Can you write out the listing again, starting with the line with "Target — lower lip" and going on through the end, with "lower lip" swapped for "upper lip" and nothing else changed?

Provided records:
Begin

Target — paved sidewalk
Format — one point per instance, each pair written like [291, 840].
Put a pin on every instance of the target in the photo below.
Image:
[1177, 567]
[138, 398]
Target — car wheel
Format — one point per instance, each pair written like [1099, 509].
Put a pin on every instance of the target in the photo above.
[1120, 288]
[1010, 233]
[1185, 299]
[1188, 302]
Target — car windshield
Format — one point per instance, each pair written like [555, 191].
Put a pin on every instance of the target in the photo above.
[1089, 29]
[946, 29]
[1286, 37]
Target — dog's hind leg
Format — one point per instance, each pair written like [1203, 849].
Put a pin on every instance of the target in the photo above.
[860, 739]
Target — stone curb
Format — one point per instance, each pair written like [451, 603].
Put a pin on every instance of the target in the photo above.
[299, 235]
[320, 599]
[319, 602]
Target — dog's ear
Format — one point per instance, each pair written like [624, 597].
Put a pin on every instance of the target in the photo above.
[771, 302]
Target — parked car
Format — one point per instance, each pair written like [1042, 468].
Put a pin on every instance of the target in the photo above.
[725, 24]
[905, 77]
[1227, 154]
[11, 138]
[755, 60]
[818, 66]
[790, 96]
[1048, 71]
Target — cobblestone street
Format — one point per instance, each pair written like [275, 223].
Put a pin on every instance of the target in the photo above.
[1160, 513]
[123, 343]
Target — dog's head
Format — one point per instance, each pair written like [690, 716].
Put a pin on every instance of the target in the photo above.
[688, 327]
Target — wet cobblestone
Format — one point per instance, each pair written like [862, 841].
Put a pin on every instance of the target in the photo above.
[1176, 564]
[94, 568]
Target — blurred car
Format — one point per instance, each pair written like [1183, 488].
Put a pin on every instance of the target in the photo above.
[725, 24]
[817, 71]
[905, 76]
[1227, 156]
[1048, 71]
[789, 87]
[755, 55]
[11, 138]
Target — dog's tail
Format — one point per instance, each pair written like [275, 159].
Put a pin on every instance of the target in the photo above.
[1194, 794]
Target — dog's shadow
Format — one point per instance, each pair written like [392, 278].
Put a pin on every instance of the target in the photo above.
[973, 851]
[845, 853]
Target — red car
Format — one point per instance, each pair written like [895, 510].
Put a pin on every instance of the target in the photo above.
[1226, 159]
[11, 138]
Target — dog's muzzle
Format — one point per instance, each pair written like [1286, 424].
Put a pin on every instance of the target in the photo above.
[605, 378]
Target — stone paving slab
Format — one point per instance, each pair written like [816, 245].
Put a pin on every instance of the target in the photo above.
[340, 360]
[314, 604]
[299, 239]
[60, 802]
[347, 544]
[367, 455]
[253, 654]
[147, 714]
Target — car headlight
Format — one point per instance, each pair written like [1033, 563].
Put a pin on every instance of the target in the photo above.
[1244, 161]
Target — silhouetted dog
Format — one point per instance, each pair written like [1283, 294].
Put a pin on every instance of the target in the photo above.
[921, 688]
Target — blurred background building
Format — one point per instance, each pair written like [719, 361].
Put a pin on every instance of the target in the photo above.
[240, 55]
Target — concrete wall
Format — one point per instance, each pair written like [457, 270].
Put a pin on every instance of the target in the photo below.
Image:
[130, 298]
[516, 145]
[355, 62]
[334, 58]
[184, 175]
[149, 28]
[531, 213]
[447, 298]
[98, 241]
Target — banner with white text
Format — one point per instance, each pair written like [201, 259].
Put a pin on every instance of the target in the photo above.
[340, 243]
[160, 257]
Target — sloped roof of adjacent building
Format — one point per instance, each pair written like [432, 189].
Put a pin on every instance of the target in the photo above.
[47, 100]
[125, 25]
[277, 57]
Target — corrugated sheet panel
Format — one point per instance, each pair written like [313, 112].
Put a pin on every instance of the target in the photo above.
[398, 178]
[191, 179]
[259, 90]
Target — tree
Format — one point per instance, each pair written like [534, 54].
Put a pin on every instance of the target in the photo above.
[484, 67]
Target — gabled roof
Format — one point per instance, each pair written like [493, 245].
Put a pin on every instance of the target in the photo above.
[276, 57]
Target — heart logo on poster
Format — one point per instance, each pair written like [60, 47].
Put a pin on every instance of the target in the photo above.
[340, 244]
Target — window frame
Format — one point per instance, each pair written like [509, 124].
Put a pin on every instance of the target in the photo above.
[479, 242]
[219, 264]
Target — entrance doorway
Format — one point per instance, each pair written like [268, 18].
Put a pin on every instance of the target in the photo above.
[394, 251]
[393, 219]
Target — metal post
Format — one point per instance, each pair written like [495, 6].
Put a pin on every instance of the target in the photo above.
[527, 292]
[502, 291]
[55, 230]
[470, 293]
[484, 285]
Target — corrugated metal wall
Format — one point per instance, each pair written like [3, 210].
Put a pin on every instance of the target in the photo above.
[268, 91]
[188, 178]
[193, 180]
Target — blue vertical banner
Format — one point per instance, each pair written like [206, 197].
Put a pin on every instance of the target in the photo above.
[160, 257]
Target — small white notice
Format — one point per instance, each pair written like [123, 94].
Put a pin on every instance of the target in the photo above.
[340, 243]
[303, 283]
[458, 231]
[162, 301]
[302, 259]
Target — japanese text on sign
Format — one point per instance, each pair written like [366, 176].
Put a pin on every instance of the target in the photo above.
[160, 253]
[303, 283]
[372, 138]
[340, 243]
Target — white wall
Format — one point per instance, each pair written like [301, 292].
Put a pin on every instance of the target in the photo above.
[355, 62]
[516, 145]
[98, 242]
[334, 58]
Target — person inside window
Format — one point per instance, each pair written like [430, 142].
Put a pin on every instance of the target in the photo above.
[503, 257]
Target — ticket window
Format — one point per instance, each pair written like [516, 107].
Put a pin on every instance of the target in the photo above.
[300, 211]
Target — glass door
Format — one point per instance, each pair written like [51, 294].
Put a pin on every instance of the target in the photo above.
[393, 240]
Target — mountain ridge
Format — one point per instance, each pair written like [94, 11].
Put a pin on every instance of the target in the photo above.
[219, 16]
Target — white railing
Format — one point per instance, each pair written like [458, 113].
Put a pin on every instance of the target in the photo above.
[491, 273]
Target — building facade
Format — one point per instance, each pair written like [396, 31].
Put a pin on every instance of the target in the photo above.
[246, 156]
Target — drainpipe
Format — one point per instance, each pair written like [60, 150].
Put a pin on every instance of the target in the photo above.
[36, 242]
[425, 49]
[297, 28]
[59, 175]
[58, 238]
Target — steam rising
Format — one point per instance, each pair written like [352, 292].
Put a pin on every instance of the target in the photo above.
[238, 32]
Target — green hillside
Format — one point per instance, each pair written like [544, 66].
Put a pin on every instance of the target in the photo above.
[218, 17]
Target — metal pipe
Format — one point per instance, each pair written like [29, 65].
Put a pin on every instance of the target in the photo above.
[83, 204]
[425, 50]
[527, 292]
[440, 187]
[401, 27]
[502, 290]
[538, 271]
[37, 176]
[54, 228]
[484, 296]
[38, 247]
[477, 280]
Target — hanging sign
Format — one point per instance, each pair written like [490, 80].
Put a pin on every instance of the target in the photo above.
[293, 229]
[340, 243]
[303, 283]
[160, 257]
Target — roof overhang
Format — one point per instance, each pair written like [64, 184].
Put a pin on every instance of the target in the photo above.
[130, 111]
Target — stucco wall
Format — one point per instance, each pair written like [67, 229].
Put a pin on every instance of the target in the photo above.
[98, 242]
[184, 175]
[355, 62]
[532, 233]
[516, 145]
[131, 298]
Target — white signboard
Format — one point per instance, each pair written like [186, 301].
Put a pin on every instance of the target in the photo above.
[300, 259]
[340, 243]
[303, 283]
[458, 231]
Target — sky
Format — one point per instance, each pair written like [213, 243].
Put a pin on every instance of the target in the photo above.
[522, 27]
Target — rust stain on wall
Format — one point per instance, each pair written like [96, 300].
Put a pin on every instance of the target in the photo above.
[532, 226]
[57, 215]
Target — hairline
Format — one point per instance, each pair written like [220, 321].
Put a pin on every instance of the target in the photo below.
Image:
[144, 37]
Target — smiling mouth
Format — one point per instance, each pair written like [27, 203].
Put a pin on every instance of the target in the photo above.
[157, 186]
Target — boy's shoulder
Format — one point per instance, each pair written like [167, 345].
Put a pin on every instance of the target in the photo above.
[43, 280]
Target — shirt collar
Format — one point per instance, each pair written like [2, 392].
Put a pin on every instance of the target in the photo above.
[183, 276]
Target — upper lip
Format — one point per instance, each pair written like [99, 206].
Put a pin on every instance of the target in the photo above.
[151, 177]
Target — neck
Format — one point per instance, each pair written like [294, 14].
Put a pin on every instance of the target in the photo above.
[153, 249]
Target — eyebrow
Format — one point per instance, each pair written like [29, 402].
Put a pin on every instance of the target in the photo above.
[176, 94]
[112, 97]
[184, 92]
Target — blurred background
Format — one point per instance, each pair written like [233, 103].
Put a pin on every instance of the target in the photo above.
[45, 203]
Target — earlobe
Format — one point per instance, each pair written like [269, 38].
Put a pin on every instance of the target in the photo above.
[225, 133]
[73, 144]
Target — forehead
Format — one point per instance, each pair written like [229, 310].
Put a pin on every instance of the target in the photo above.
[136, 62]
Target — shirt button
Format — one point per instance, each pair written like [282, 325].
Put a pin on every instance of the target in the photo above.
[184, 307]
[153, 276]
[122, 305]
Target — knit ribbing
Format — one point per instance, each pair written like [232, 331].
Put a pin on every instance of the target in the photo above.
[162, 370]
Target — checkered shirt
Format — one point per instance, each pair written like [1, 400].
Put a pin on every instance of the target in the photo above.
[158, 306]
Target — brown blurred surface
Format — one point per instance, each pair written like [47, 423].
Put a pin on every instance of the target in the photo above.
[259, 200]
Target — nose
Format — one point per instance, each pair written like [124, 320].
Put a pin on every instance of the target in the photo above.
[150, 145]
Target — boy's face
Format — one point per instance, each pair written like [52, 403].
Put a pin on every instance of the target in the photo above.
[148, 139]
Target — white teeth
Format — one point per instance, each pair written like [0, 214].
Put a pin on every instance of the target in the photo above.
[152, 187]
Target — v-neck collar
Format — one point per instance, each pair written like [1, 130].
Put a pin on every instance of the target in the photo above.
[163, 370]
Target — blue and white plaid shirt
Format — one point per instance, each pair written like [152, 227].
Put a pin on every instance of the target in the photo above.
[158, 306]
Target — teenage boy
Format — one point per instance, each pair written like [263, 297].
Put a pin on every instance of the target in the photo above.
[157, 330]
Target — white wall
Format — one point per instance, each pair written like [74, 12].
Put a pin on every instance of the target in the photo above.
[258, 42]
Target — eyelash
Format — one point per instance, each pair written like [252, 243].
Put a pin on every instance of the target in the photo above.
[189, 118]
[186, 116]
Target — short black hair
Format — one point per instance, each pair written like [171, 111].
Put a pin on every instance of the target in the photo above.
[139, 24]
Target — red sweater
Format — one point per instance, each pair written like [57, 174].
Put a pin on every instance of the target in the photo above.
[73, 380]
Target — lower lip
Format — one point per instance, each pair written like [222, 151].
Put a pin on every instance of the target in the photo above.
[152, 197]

End

Answer below:
Target — upper lip
Format — one point per instance, each pair written like [222, 151].
Put a pin on every instance of the target in the photo above.
[152, 197]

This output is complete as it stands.